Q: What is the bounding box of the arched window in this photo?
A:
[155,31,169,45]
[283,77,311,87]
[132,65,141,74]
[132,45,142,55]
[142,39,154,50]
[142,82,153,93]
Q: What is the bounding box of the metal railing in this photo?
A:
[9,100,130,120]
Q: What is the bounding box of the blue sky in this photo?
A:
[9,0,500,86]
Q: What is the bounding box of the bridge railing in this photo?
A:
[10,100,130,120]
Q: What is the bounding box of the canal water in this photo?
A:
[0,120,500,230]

EXERCISE
Please write out the whole listing above again, line for line, with no changes.

EXERCISE SOLUTION
Q: What is the bounding box of the arched window in this photo?
A:
[155,31,169,45]
[283,77,311,87]
[132,65,141,74]
[132,45,142,55]
[142,39,154,50]
[142,82,153,93]
Q: What is the bounding box of the metal railing in this photo?
A:
[9,100,130,120]
Q: What is the bounding box of the blue sky in this photo?
A:
[9,0,500,86]
Q: What is the bounding box of the bridge railing in this photo?
A:
[10,100,130,120]
Q: What is the bounding box of the canal water in this photo?
A:
[0,120,500,230]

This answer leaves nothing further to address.